Holistic care means the physical, spiritual, mental and emotional parts of each person are treated as a whole. By using this approach the possible causes of an illness are targeted, not just the symptoms. About.com states: “Holistic healing involves looking beyond the physical when choosing therapies and better choices to bring about balance to the ‘whole’ being.“ Another definition is: “Holistic relates to, or is concerned with, complete systems rather than with the details or parts that make up the system.”

Holistic care is less about fighting disease and more about restoring someone's health. It is less about fixing and more about healing, as it requires improving the condition, and addressing the root causes of a problem. Holistic care encourages people to use their internal self-healing ability.

Holistic care may involve things like:
  • Diet
  • Nutritional supplements
  • Homeopathy
  • Cranial osteopathy
  • Mindfulness meditations
  • Yoga
  • Tai Chi
  • Acupuncture
  • Psychotherapy

Holistic care is preventative. It seeks to correct what might be causing a problem. Holistic are requires you to be much more involved. Specific actions might need to be taken. In holistic care, pain is considered to be a sign that something is going wrong that needs to be corrected as a first step, and to not be masked with medication.

In holistic care a lot of patient education happens. You may receive information about healthy foods to eat, exercises to do, etc. Holistic care is not passive care. Each patient must be actively involved to carry out the recommendations, as each person is considered to be the source of his or her own healing.

There are holistic dentists, nutritionists, and massage therapists who focus on the whole person, and helping people heal what might be occurring, not just fixing what is seen as the problem.

In conventional or traditional medical care (allopathy), practitioners are trained to listen for symptoms, order tests, and then write prescriptions. Conventional medical care focuses on fixing what is wrong. This most often means that the symptoms should stop. This allows a large number of patients to be seen (12 or 20 minute appointments), medications and surgery are regularly prescribed.

Allopathy is considered to be biologically based, and includes scientific progress that includes vaccines and specific drugs used to treat disease. Biologically based means physical ailments and/or problems are primarily what is looked at and treated. In allopathic care treatments are generally medications or surgery. 

In allopathy mental illness and emotional disorders are usually seen as either brain diseases or, in earlier allopathic practices, as character flaws. Physicians seek to treat these disorders by affecting brain physiology with pharmaceuticals (first choice is medications) and/or with counseling or behavior modification. Allopathic medicine does not initially emphasize the mind’s impact on health or healing.

The term holistic also refers to a person who tends to be good at understanding the large picture, and at relating large areas of information to each other.

Items drawn from a data source
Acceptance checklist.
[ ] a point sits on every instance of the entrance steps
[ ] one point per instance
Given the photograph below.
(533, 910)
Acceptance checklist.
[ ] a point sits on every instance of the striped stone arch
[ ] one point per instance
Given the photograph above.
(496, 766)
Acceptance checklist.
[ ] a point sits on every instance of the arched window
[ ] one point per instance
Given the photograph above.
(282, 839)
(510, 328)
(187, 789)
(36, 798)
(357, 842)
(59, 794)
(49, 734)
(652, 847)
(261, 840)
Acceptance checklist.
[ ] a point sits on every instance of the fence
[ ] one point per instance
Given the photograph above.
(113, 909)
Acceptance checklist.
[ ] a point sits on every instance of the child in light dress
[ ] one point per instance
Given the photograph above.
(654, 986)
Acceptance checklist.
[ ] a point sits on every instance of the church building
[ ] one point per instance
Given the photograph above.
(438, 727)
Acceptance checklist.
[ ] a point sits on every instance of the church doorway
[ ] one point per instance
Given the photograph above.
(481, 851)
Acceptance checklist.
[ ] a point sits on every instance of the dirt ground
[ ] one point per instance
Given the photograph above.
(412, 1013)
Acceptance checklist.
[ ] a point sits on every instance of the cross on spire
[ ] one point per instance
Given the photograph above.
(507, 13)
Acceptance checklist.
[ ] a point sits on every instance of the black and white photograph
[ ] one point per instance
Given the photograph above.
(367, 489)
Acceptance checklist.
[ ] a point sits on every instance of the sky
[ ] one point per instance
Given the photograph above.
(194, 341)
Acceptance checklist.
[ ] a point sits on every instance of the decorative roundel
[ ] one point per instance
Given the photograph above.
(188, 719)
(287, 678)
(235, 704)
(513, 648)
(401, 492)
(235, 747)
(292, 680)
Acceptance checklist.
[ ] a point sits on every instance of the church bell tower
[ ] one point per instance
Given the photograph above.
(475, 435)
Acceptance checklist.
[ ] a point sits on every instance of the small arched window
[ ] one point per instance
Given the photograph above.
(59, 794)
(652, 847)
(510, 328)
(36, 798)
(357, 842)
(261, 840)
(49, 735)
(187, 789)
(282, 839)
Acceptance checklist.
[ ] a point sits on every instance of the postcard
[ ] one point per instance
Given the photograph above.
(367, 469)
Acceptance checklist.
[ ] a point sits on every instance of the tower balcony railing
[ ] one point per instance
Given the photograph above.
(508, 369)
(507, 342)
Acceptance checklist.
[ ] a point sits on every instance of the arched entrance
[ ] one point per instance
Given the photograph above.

> Activities
A – Answer these about the holistic care text:
(i) Which source is quoted for the first definition of holistic healing?
(ii) In holistic care, what is pain considered to be?
(iii) How long are the conventional care appointments mentioned?
B – Please echo part of the holistic care text with no changes, starting at the words that have "In allopathy mental" and stopping after "to each other.".

> Solutions
A –
(i) About.com
(ii) A sign that something is going wrong that needs to be corrected as a first step, not masked with medication.
(iii) 12 or 20 minutes.

B –
In allopathy mental illness and emotional disorders are usually seen as either brain diseases or, in earlier allopathic practices, as character flaws. Physicians seek to treat these disorders by affecting brain physiology with pharmaceuticals (first choice is medications) and/or with counseling or behavior modification. Allopathic medicine does not initially emphasize the mind’s impact on health or healing.

The term holistic also refers to a person who tends to be good at understanding the large picture, and at relating large areas of information to each other.